— Your tasks —
**1.** In the text on toddler schemas, what word do early years education and childcare professionals often use for young children's repetitive behaviors?
**2.** Shorten the paragraph of the text on toddler schemas that begins "Have you ever wondered why your child does something", keeping its main facts.
START Text under study
Or watch my videos on YouTube

You can also sign up for my free parenting newsletter HERE.

Schemas – What You Need to Know to Understand Your Toddler’s ‘Naughty Behaviour’

Children learn by experience. Or more specifically they learn when they reflect on something they do, or did. We can tell them of our experiences and we can give them advice, however they only truly learn when they experience something themselves.

Have you ever wondered why your child does something, even when you’ve told them not to and explained why they shouldn’t do it? Perhaps your three year old insisted on touching the oven door, even though you told him not to because it was very hot. Being told something and doing it yourself are two very different things. It is only when the child touches the oven door and experiences the heat that he truly understands and learns.

For parents, understanding the repetitive patterns in the behaviour of young children, particularly their play, can be very helpful, especially when the child is behaving in a way that could be deemed ‘naughty’. The word ‘Schemas’ is used frequently amongst early years education and childcare professionals to describe these repetitive behaviours in general, however names are given to different patterns relating to specific behaviours, these include the following:

Connection Schema
In this schema children learn how to connect things together. They will often be engrossed in building train tracks, sticking building blocks together, or laying pieces of paper on the floor to make a path.

Containing Schema
The containing schema occurs when children place objects into a container of some form. For instance they may put all of their crayons into an empty bag, or inside a large box.
END Text under study
START Record extracts
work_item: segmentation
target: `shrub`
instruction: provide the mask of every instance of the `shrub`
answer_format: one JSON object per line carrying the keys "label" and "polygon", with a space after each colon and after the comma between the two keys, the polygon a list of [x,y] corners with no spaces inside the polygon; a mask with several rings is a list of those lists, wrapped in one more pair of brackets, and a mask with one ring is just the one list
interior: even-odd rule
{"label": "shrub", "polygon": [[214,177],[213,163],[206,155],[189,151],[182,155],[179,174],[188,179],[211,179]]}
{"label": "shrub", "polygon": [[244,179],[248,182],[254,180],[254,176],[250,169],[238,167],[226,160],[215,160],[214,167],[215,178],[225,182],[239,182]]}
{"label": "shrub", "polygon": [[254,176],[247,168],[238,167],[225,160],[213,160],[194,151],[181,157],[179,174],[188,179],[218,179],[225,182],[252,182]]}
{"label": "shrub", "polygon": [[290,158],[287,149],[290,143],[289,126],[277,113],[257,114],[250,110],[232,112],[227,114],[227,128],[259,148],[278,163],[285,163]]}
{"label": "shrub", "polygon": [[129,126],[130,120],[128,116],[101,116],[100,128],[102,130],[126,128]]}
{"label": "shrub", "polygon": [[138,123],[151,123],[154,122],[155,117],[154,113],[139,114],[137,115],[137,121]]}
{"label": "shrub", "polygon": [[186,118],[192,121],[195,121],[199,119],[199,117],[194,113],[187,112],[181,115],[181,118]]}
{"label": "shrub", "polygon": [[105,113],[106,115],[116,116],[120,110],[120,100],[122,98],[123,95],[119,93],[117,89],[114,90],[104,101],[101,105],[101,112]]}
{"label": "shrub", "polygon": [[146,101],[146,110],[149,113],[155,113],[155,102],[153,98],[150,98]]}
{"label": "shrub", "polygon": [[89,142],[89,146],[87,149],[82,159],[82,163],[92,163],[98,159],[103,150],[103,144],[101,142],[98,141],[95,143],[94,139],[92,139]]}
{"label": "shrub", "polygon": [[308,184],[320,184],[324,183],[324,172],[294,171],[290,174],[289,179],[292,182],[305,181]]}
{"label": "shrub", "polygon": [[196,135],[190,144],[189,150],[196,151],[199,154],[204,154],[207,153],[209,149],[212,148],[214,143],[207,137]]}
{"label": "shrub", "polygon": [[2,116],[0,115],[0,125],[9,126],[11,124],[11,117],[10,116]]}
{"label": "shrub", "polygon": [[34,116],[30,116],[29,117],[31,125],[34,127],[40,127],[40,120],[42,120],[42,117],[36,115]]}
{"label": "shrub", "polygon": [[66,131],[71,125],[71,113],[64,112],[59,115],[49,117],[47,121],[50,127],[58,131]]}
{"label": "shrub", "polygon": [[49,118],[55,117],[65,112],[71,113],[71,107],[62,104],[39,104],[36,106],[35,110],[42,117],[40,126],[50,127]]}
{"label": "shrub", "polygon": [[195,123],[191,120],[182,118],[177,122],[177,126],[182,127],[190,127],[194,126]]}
END Record extracts
— Answers for this exercise —
**1.** Schemas.

**2.** Children sometimes do things even after being told not to and why. A three-year-old may touch a hot oven door despite a warning, because being told something differs from experiencing it. Only by feeling the heat does the child truly understand and learn.